Friday, June 27, 2008

Wheat flour type numbers, like 1050, 550

This numbered classification system is used in Germany to differenciate between different flour types used here, irrespective of which grain is used -wheat, rye, or anything else. The number represents the Ash mass of the flour. The number denotes in gram (g) the mineral content of 100 kg of flour after the flour is burned during ash analysis.
The higher the mineral content, in other words, the higher the number, the more outer parts of the wheat grain are present in the flour. As the outer layers are much richer in minerals than the inner endosperm. The higher the number, the darker it is and the higher is the fiber and mineral content. To make it short, the higher the number, the healthier.

Here is a table from Wikipedia on wheat flour type numbers
Ash Protein Wheat flour type
US German French
~0.4% ~9% pastry flour 405 45
~0.55% ~11% all-purpose flour 550 55
~0.8% ~14% high gluten flour 812 80
~1% ~15% first clear flour 1050 110
>1.5% ~13% white whole wheat 1600 150

This table is only a rough guideline for converting bread recipes. Since the American flour types are not standardized, the numbers may differ between manufacturers.

1 comment:

Ruchika said...

Wow! You are right that they never use a system like this in USA.

> TASKS TO COMPLETE:
[1] In the flour post, what does a flour type number tell you?
[2] Echo the flour post between "The higher the mineral" and "differ between manufacturers.", inclusive.
The items after this are separate material, unrelated to the flour post.

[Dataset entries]
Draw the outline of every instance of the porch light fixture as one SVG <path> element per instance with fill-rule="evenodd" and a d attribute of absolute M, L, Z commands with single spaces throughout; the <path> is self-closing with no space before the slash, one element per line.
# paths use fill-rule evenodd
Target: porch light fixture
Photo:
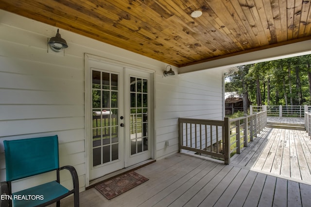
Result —
<path fill-rule="evenodd" d="M 168 66 L 170 66 L 170 70 L 168 71 L 166 70 L 166 68 L 167 68 Z M 165 70 L 164 71 L 163 74 L 164 74 L 164 76 L 165 76 L 166 77 L 169 76 L 175 75 L 175 72 L 173 71 L 173 70 L 172 69 L 172 67 L 170 65 L 166 66 L 166 67 L 165 68 Z"/>
<path fill-rule="evenodd" d="M 60 52 L 63 48 L 68 48 L 66 41 L 62 38 L 58 29 L 56 36 L 51 37 L 49 40 L 49 45 L 52 50 L 56 52 Z"/>
<path fill-rule="evenodd" d="M 196 10 L 192 12 L 190 15 L 193 18 L 198 18 L 201 16 L 202 14 L 203 13 L 202 11 L 200 10 Z"/>

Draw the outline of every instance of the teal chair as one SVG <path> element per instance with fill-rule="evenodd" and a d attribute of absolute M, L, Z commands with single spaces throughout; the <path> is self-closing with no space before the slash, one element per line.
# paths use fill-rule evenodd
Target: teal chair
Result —
<path fill-rule="evenodd" d="M 22 140 L 4 141 L 6 182 L 1 183 L 1 207 L 44 207 L 73 193 L 75 207 L 79 207 L 79 181 L 71 166 L 59 167 L 57 135 Z M 69 170 L 73 188 L 69 190 L 60 184 L 59 171 Z M 55 171 L 56 180 L 12 193 L 12 181 Z M 3 205 L 3 206 L 2 206 Z"/>

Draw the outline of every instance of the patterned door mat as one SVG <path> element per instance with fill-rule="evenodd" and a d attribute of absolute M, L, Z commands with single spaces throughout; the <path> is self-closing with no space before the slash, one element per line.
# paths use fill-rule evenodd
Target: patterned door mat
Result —
<path fill-rule="evenodd" d="M 95 188 L 110 200 L 148 180 L 135 172 L 131 171 L 99 184 Z"/>

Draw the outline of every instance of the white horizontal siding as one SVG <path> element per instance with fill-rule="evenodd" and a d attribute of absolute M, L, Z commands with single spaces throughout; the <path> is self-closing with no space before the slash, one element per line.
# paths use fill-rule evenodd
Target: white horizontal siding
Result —
<path fill-rule="evenodd" d="M 223 119 L 222 79 L 215 70 L 156 77 L 158 158 L 178 151 L 179 117 Z"/>
<path fill-rule="evenodd" d="M 2 10 L 0 16 L 1 181 L 5 179 L 3 140 L 57 134 L 60 165 L 74 166 L 85 189 L 85 53 L 156 71 L 155 159 L 178 151 L 178 117 L 222 119 L 221 71 L 164 77 L 164 63 L 62 30 L 69 45 L 65 56 L 48 53 L 48 38 L 57 28 Z M 70 175 L 61 179 L 70 188 Z"/>

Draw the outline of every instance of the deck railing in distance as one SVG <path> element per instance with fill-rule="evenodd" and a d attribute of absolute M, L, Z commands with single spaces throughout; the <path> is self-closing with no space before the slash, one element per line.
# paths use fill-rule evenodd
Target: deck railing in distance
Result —
<path fill-rule="evenodd" d="M 250 113 L 260 111 L 267 111 L 270 116 L 303 117 L 305 111 L 309 111 L 311 106 L 250 106 Z"/>
<path fill-rule="evenodd" d="M 305 112 L 305 127 L 308 135 L 311 136 L 311 111 Z"/>
<path fill-rule="evenodd" d="M 230 154 L 240 153 L 267 123 L 266 111 L 224 120 L 179 118 L 179 152 L 203 154 L 230 163 Z"/>
<path fill-rule="evenodd" d="M 240 154 L 267 125 L 267 111 L 230 119 L 230 154 Z"/>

> PER-TASK OUTPUTS:
[1] It gives, in grams, the mineral content of 100 kg of flour after the flour is burned during ash analysis.

[2]
The higher the mineral content, in other words, the higher the number, the more outer parts of the wheat grain are present in the flour. As the outer layers are much richer in minerals than the inner endosperm. The higher the number, the darker it is and the higher is the fiber and mineral content. To make it short, the higher the number, the healthier.

Here is a table from Wikipedia on wheat flour type numbers
Ash Protein Wheat flour type
US German French
~0.4% ~9% pastry flour 405 45
~0.55% ~11% all-purpose flour 550 55
~0.8% ~14% high gluten flour 812 80
~1% ~15% first clear flour 1050 110
>1.5% ~13% white whole wheat 1600 150

This table is only a rough guideline for converting bread recipes. Since the American flour types are not standardized, the numbers may differ between manufacturers.